(Point annotations for photos)
## Start

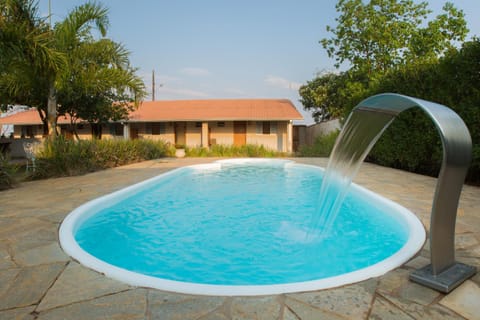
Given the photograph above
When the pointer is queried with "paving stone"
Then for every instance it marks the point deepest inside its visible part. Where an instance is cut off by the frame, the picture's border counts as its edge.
(30, 285)
(384, 310)
(125, 305)
(77, 283)
(394, 280)
(159, 297)
(417, 262)
(7, 277)
(418, 311)
(191, 308)
(352, 301)
(464, 300)
(258, 308)
(6, 261)
(289, 315)
(466, 240)
(306, 312)
(18, 314)
(13, 228)
(418, 293)
(41, 255)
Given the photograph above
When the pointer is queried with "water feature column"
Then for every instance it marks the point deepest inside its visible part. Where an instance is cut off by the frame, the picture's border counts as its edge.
(364, 126)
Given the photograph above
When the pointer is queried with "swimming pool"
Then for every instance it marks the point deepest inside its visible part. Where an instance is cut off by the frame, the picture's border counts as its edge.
(238, 227)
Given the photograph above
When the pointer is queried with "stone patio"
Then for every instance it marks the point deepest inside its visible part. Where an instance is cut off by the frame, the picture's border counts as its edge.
(38, 281)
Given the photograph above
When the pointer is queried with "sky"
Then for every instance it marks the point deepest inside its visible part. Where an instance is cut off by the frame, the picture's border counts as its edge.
(215, 49)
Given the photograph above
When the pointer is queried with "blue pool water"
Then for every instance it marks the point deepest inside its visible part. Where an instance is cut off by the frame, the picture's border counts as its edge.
(239, 223)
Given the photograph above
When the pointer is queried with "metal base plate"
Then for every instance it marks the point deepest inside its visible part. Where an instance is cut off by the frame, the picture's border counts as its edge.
(445, 281)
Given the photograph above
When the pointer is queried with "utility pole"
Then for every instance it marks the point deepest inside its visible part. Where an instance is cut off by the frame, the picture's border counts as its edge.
(153, 85)
(50, 12)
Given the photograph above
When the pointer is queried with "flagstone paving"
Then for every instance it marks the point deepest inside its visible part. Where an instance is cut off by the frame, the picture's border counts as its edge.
(39, 281)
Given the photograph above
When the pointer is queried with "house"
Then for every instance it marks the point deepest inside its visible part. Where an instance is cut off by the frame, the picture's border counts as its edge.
(192, 123)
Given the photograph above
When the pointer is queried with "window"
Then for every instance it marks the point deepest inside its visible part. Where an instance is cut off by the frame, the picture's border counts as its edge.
(266, 127)
(118, 129)
(155, 128)
(28, 131)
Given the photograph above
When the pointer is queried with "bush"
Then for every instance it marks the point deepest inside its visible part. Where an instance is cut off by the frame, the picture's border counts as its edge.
(219, 150)
(62, 157)
(322, 146)
(412, 142)
(7, 172)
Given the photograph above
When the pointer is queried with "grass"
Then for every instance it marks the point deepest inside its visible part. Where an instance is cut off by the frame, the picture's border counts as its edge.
(220, 150)
(62, 157)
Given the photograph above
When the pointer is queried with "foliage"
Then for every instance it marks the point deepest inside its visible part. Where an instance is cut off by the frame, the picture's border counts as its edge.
(330, 94)
(219, 150)
(7, 172)
(25, 55)
(377, 37)
(322, 146)
(380, 34)
(66, 66)
(412, 142)
(62, 157)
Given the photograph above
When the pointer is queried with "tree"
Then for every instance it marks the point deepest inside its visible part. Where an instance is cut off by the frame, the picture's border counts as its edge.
(26, 56)
(323, 95)
(375, 38)
(36, 55)
(380, 34)
(99, 85)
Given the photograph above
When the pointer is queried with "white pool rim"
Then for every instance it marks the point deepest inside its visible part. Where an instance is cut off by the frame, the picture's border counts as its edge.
(78, 216)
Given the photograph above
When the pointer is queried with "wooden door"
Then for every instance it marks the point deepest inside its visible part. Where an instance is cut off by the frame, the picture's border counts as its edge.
(239, 133)
(180, 131)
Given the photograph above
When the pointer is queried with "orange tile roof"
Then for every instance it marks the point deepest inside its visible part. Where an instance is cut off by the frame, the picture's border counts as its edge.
(191, 110)
(232, 109)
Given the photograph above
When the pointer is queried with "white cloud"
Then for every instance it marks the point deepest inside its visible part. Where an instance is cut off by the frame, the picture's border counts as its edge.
(196, 72)
(283, 83)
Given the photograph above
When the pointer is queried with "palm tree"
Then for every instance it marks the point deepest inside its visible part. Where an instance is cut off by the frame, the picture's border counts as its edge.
(26, 55)
(35, 57)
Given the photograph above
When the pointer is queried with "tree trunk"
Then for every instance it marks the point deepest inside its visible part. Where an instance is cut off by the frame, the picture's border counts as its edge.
(96, 130)
(52, 111)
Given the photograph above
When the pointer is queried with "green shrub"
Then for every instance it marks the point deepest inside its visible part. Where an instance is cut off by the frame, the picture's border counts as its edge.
(7, 172)
(62, 157)
(321, 147)
(220, 150)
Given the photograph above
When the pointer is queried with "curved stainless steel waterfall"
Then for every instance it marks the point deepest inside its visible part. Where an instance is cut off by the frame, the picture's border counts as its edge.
(443, 274)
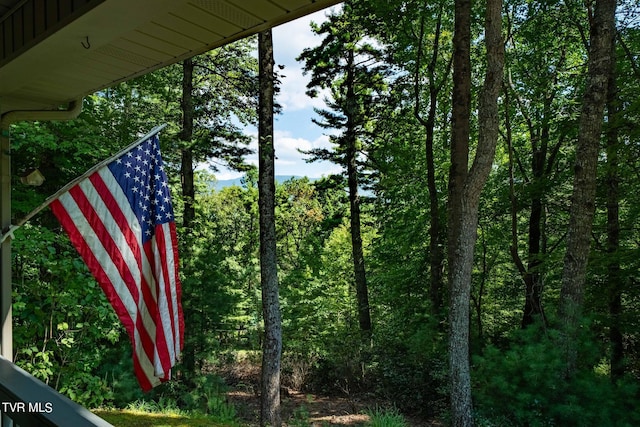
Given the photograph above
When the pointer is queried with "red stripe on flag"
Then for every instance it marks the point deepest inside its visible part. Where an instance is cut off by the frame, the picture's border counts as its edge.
(78, 242)
(113, 249)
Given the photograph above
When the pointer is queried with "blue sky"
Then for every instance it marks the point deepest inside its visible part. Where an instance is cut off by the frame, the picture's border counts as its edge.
(293, 128)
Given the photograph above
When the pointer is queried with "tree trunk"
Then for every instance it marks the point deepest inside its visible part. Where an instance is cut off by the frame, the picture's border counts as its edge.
(459, 280)
(188, 190)
(188, 196)
(465, 206)
(362, 292)
(584, 184)
(272, 345)
(616, 280)
(436, 253)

## End

== WHAT NEEDS TO BE DONE ==
Exclude the images and reproduce the remaining data exactly.

== SOLUTION ==
Given the photograph above
When the pointer is queried with "paving stone"
Then for every instance it marks the point deepest inside its visible part. Where an instance is cut off by the frame, the picture's border counts as its edge.
(30, 285)
(384, 310)
(125, 305)
(77, 283)
(394, 280)
(159, 297)
(417, 262)
(7, 277)
(418, 311)
(191, 308)
(352, 301)
(464, 300)
(258, 308)
(6, 261)
(289, 315)
(466, 240)
(306, 312)
(18, 314)
(13, 228)
(418, 293)
(41, 255)
Given the photograph above
When the pointer is queried with "water feature column"
Then for every instance it marks the point deepest inside its visible part. Where an instance is cut off by the frame, the picture's border counts as its edge.
(364, 126)
Given the photograph above
When the pointer is queried with "swimming pool"
Then for every instance it marks the point deepest inside its visible part. Where an instance is cut off by the frame, the picture's border counts as its edge.
(238, 227)
Given the photograph above
When the pointer is queried with "stone patio"
Then for every instance it marks the point deepest inside its visible part. Where an instance is cut off by the frame, the picture's border counts as its edge.
(38, 281)
Given the photograph above
When the pointer is queried with "sky"
Then for every instance it marks the point deepest inside its visible part. Where an instance is cut off by the frame, the picture's border counts as its edge.
(215, 49)
Given the photograph above
When the pointer is queried with "blue pool water"
Then for every instance it marks the point deepest inside its visible part. Where an instance is cut off by the frame, the picture's border counts as its edge.
(239, 223)
Given the photograph above
When the pointer is queried with "metal base plate"
Then for every instance it marks the point deepest inside its visible part. Where an instance is cut off by the frame, the picture's border counts as its edge.
(445, 281)
Given the photograph above
When the pointer is queried with "utility pole"
Then for every instance it marks the point deepest inside its visible part. Where an instance is cut off by the frame, the picture's border counts as its edge.
(153, 85)
(50, 12)
Given the photograph above
When the pointer is queried with "flagstone paving"
Then for every instance it marks the point deepest inside its visible part. Where an instance is cut off by the frame, the picture's border counts as its edge.
(39, 281)
Given the photograph above
When the pointer is queried with "house"
Then for every instance it marks the point deepest inside its visible part. Where an instance is cut off by the frame, the picture's border counts as its edge.
(192, 123)
Given the photograph above
When the pointer is queried with "window"
Then for every instance it marks the point deepest inside its visible part. Where an instance is cut off by the frame, the picture's border counts as its edge.
(266, 127)
(118, 129)
(155, 128)
(28, 131)
Given the photograph above
When the pointer is queried with "bush"
Then for every instance it marks the point deepest inside its visible part. Where an instance is cut off by the frame, the picture's border counts as its edge.
(219, 150)
(62, 157)
(322, 146)
(412, 142)
(7, 172)
Given the photograph above
When the pointer is queried with "grass"
Then for every instance it marks the point deepest inside its visible part. Where an instance is cut off by the frame, the picture's border counts as its edge.
(220, 150)
(62, 157)
Given the photograph above
When the pointer is queried with "foliage"
Then for every instance it marks the point deepest inside its visible part. Where an instance is cut off by the frame, the picture's border counts as its edge.
(330, 94)
(219, 150)
(7, 172)
(25, 55)
(377, 37)
(322, 146)
(380, 34)
(66, 66)
(412, 142)
(62, 157)
Given the photograph above
When the pointer is queried with "tree"
Then for every instance it marks the point deepest inside its visible part. Where an instance is cut off by the frame, the picture's border counts as its edge.
(26, 56)
(323, 95)
(375, 38)
(36, 55)
(380, 34)
(99, 85)
Given the photograph above
When the pointer is queried with "white pool rim"
Then for every instance it marks the point deepest inside its visible part. Where an instance is cut off by the frame, the picture's border counts as its edge.
(78, 216)
Given the photograph above
When the pointer is queried with "wooden door"
Then for every instance it marks the point deepest inside its visible part. Where an instance is cut off by the frame, the picture's border counts as its edge.
(239, 133)
(180, 131)
Given the photograph above
When the pointer is queried with "orange tile roof"
Then for every instance it marks the point deepest inside its visible part. Where an instance is cut off by the frame, the picture's border counts as its edge.
(191, 110)
(232, 109)
Given the photograph above
When the pointer is queried with "white cloud"
Then for every instance it marks the point deepest inside its visible part. Where an instance is cut off by the frame, the picture's border counts as its edge.
(196, 72)
(283, 83)
Given the photograph above
When the pointer is queried with "palm tree"
Then for every instance it marks the point deepest inside its visible part. Where an instance is cut off by the frame, the picture's border counts as its edge.
(26, 55)
(35, 57)
Given the photograph above
When the pointer is queried with "tree trunk"
Then for every instance it marks the point deepest inside its visible part. Where an instance is cut off by the frame, the picture's border counts as its edge.
(96, 130)
(52, 111)
Given the photograph above
When the pointer is queried with "green shrub"
Then for every instance it marks the point deepest inside its visible part. Where an instance is cut off by the frame, the picture's border counts as its edge.
(7, 172)
(62, 157)
(321, 147)
(220, 150)
Given the photograph above
When the pointer is queried with "curved stainless steel waterfall"
Then for every instance it marks the point deepest inside its visible part. Where an instance is cut off by the frame, the picture's border counts as its edge.
(443, 274)
Given the photograph above
When the pointer is queried with "red stripe on flag"
Then for every instance it marks the point deepest inside its visible part. Where an instance is cut off by the frame, the picture's border counts as its edge.
(78, 242)
(113, 249)
Given the photograph above
When the pointer is queried with "blue sky"
Then for every instance it marks the point deepest inside its visible part. Where an instance is cut off by the frame, the picture's border counts as its edge.
(293, 128)
Given the photograph above
When the pointer is queried with "tree trunk"
Then for every instance it marks the point deepest inside its visible part. Where an instance is cut off by the frame, the picture's border counts as its edge.
(459, 280)
(188, 190)
(188, 196)
(465, 206)
(362, 292)
(584, 184)
(272, 345)
(616, 280)
(436, 253)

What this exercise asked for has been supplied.